- **PROBLEM DETAILS**
Starting at the line that contains "Provide one point per instance of the wooden table" and ending at the line that contains "[(626, 544)]", write those lines out again with the requests included. Multiply each point coordinate in the answers by 2.5 and round it to a whole number, with halves rounding up.

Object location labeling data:
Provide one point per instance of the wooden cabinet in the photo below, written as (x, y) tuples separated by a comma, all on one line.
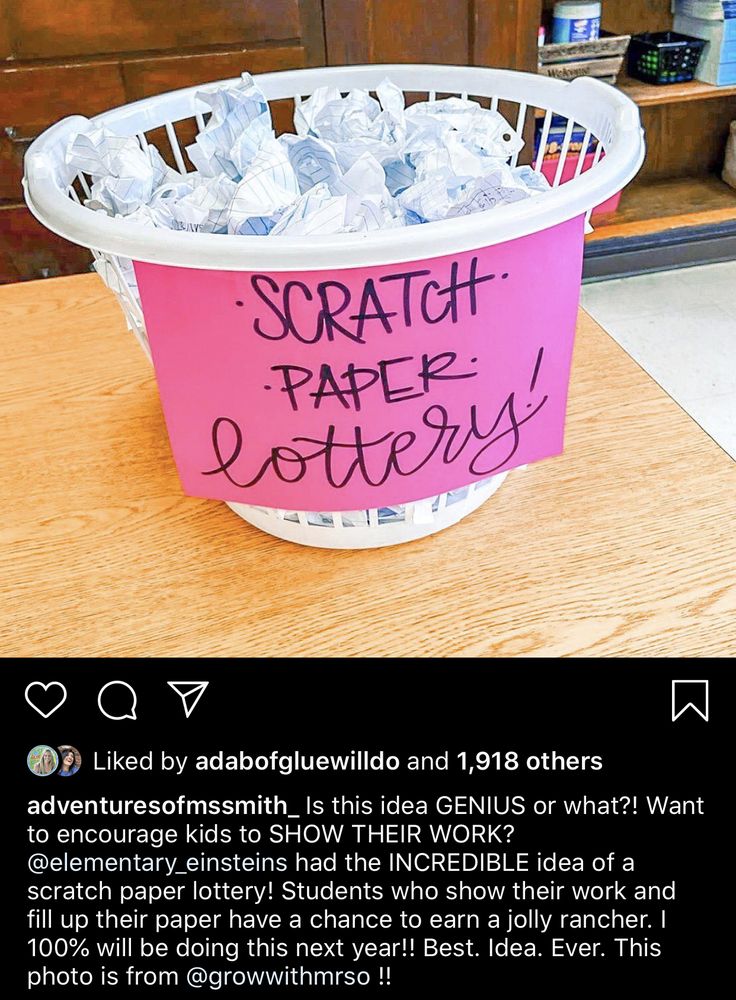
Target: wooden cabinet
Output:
[(97, 54), (59, 60), (686, 127)]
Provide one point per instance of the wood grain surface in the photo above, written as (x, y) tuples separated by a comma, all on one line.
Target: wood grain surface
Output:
[(623, 545), (669, 204)]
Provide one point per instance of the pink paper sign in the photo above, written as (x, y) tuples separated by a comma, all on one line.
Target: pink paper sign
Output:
[(365, 387)]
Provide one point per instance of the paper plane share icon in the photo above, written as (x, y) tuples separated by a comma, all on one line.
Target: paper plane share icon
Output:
[(190, 692)]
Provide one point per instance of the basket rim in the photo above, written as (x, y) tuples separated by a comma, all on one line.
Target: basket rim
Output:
[(608, 112)]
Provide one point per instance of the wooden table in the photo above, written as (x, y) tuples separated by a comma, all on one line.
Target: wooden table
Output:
[(626, 544)]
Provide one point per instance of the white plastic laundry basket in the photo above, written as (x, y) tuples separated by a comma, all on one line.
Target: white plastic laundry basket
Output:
[(54, 195)]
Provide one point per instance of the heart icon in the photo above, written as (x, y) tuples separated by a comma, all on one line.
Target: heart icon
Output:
[(44, 703)]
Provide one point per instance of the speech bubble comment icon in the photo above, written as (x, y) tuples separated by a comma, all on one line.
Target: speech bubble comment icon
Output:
[(119, 704)]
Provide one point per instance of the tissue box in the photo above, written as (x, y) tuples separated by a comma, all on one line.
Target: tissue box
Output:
[(718, 62)]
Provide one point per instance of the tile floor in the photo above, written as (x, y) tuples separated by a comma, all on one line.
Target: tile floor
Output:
[(681, 328)]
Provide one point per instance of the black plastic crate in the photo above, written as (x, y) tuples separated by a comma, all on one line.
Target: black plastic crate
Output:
[(664, 56)]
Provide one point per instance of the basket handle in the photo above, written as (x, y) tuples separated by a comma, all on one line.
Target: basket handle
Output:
[(626, 112), (46, 155)]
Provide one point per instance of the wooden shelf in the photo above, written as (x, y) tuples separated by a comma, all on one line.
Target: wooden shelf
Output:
[(647, 94), (669, 204)]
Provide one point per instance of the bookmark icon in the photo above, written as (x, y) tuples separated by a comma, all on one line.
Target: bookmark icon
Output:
[(190, 692)]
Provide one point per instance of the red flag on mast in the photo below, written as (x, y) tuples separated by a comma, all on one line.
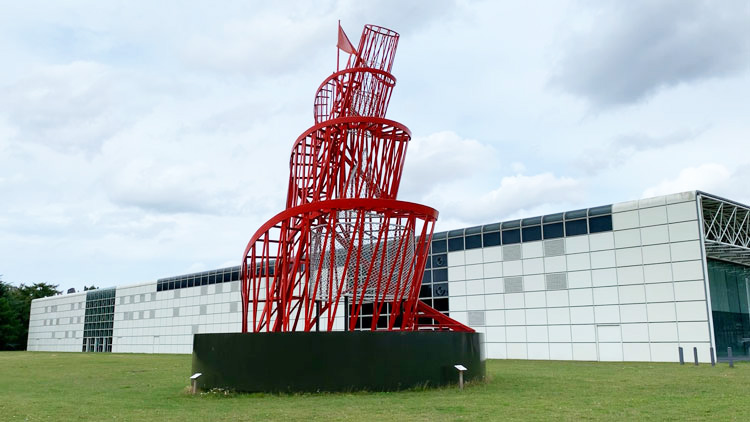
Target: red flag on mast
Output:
[(344, 42)]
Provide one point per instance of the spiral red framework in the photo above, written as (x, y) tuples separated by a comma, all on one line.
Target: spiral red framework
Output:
[(344, 243)]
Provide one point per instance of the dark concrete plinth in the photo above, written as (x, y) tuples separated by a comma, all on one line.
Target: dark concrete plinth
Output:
[(335, 361)]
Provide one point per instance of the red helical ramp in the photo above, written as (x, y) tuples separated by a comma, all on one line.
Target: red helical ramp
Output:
[(344, 244)]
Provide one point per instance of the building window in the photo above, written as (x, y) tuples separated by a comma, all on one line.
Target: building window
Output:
[(554, 230), (576, 227), (600, 224)]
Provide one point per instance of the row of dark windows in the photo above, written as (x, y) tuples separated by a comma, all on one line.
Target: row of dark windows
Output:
[(99, 320), (444, 242), (206, 278)]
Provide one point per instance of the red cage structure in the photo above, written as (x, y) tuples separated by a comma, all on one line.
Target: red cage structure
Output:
[(343, 247), (344, 242)]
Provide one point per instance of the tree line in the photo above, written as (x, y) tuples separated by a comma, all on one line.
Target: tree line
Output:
[(15, 304)]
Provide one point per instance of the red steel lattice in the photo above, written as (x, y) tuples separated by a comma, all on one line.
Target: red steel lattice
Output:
[(344, 242)]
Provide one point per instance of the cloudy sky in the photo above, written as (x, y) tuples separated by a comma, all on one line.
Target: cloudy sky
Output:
[(140, 140)]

- **TASK OUTPUT**
Provide one point per instance of the wooden table in the photo above, written as (x, y) tuples separated by a comma, all on one line.
Target: wooden table
Output:
[(1565, 1360)]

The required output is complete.